>> start

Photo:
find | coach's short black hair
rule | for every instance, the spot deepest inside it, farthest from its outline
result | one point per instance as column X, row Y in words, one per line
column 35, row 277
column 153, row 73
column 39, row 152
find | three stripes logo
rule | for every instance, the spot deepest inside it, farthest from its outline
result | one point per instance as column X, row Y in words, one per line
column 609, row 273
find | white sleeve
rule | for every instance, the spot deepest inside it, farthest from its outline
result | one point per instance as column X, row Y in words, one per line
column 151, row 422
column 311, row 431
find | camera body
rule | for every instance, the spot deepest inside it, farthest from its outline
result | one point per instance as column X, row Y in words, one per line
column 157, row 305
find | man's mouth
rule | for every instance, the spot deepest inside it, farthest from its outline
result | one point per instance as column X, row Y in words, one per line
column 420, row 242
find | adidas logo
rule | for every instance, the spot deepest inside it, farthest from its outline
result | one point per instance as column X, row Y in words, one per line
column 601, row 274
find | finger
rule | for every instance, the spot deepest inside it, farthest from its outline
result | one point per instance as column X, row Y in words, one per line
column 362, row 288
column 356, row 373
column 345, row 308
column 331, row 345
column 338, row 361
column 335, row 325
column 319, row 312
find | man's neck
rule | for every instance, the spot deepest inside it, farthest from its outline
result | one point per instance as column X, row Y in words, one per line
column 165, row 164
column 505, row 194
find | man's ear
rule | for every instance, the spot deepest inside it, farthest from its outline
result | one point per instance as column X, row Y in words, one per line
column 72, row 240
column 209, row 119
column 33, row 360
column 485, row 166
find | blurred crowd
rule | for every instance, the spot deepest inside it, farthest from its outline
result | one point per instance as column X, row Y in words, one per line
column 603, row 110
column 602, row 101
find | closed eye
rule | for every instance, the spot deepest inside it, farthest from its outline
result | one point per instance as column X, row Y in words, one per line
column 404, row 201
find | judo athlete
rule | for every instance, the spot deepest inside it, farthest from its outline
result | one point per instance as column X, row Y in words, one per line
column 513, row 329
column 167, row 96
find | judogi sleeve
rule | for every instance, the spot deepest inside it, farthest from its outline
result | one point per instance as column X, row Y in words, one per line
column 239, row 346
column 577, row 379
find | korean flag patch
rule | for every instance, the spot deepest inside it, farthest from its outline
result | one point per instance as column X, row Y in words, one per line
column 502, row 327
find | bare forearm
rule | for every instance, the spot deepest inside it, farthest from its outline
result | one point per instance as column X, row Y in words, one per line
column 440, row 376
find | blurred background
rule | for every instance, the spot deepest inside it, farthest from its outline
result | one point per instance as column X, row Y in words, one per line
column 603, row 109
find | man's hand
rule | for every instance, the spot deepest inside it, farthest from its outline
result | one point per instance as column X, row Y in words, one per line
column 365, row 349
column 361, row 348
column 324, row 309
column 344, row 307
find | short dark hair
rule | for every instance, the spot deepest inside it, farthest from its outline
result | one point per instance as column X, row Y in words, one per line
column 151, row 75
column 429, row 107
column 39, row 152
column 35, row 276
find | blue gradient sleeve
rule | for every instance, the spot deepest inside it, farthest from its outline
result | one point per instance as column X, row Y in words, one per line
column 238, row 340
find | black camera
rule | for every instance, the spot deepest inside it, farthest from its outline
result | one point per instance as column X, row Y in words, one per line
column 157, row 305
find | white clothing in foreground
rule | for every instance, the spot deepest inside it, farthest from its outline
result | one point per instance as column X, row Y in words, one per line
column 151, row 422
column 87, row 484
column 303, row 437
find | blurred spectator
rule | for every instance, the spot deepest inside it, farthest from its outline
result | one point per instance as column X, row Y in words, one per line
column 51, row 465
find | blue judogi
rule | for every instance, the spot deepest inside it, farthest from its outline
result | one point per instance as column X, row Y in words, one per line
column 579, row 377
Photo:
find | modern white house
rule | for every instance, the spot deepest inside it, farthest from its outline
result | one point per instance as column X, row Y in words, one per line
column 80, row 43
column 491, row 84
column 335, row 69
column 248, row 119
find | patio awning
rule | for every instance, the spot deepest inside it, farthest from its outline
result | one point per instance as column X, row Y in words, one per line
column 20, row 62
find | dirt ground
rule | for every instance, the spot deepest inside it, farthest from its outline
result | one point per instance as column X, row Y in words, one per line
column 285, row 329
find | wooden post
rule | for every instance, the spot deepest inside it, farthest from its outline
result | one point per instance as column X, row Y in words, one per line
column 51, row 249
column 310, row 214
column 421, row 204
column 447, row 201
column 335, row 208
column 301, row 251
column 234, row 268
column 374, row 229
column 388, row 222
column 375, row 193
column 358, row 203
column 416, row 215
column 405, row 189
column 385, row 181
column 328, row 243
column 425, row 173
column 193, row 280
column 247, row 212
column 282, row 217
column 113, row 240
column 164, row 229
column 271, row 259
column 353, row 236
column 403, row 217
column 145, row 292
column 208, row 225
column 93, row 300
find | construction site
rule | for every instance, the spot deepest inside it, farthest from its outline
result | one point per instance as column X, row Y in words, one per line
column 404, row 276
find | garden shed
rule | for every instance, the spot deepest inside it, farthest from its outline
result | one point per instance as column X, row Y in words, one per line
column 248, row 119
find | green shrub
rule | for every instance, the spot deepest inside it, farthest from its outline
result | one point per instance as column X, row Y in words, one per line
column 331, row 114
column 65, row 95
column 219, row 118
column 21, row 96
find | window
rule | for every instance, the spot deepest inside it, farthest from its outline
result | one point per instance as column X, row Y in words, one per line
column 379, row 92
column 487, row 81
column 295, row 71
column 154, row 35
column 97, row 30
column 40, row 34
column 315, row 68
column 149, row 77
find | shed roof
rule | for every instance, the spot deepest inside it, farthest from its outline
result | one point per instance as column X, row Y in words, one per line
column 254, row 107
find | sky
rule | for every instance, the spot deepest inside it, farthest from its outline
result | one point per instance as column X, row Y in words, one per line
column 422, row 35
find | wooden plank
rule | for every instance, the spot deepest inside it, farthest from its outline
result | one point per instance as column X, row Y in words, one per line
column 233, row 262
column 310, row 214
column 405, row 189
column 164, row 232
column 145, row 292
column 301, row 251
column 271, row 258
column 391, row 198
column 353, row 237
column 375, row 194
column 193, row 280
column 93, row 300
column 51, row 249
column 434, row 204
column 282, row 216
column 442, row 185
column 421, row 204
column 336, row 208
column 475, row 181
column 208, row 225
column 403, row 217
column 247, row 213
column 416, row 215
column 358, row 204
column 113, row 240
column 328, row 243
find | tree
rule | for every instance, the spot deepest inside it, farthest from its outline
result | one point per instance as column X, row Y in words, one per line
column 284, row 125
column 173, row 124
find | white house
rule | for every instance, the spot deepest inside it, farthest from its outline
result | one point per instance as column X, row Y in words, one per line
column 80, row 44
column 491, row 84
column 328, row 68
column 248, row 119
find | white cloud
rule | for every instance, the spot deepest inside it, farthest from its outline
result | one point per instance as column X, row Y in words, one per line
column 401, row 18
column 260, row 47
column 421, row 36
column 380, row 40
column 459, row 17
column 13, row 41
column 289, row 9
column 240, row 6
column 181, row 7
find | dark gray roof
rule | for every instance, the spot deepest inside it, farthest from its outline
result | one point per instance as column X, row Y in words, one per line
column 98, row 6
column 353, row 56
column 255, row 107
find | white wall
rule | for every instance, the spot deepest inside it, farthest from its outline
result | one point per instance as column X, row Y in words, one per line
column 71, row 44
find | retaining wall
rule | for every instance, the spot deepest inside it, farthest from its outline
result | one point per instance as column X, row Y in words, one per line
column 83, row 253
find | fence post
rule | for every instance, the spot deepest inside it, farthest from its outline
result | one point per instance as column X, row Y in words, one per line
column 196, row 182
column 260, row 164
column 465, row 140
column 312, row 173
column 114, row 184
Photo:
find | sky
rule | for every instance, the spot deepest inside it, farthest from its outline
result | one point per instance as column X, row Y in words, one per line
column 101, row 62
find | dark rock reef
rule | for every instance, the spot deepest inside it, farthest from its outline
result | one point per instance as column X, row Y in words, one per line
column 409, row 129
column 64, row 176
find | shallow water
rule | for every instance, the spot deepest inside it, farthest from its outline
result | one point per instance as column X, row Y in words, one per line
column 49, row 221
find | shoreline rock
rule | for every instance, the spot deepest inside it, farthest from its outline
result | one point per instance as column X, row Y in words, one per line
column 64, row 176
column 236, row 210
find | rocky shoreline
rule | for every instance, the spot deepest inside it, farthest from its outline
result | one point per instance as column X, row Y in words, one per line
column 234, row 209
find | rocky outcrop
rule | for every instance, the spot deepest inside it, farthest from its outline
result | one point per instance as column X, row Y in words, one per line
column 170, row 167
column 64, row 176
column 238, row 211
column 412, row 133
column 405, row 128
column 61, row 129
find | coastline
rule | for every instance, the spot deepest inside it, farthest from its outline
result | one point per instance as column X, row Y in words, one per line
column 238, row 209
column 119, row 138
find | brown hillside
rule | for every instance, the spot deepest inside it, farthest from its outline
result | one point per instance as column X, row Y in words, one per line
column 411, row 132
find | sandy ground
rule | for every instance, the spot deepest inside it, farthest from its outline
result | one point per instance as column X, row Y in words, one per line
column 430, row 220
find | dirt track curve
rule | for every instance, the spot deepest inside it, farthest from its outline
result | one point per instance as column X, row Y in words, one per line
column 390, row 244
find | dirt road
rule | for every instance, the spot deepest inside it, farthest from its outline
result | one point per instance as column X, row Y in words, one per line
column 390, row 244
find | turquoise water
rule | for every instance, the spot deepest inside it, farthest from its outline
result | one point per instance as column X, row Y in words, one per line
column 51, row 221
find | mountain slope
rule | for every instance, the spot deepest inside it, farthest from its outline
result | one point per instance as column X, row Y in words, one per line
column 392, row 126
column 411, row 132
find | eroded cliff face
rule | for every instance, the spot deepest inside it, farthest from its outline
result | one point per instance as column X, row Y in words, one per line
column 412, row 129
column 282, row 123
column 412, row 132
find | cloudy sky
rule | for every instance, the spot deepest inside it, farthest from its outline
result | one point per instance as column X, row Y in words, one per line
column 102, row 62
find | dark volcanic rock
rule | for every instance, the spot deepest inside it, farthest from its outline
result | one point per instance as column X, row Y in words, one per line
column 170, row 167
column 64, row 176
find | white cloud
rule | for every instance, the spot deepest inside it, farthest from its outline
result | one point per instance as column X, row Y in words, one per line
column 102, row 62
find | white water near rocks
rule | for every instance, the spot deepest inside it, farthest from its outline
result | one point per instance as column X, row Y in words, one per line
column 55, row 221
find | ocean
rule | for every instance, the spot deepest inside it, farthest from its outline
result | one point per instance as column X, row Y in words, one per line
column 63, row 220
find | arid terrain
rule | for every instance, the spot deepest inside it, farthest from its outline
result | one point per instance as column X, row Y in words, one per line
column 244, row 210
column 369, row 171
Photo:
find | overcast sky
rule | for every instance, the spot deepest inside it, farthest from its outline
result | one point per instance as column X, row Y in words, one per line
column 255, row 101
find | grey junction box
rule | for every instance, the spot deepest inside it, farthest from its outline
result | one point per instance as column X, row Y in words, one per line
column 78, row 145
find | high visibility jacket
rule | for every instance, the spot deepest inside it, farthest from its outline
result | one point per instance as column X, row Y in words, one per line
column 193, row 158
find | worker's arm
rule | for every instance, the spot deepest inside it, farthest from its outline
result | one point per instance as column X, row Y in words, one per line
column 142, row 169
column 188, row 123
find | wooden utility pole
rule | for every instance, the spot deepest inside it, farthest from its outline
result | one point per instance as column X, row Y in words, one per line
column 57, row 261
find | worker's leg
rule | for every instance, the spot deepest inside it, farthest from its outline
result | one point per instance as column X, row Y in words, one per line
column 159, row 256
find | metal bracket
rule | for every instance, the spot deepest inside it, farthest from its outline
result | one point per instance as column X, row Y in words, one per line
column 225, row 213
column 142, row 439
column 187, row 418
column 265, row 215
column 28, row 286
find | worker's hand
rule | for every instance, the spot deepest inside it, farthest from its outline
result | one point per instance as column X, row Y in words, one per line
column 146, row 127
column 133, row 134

>> end

◆ **Task statement**: Can you copy out everything from the start of the rows above down to the line that contains "column 609, row 273", with both ends included?

◆ **Problem solution**:
Photo:
find | coach's short black hair
rule | for every instance, the spot deepest inside it, farthest from its outline
result | one point per instance as column X, row Y in words, one per line
column 35, row 277
column 153, row 73
column 39, row 152
find | three stripes logo
rule | for every instance, the spot deepest inside it, farthest from its outline
result | one point per instance as column X, row Y in words, one per line
column 609, row 273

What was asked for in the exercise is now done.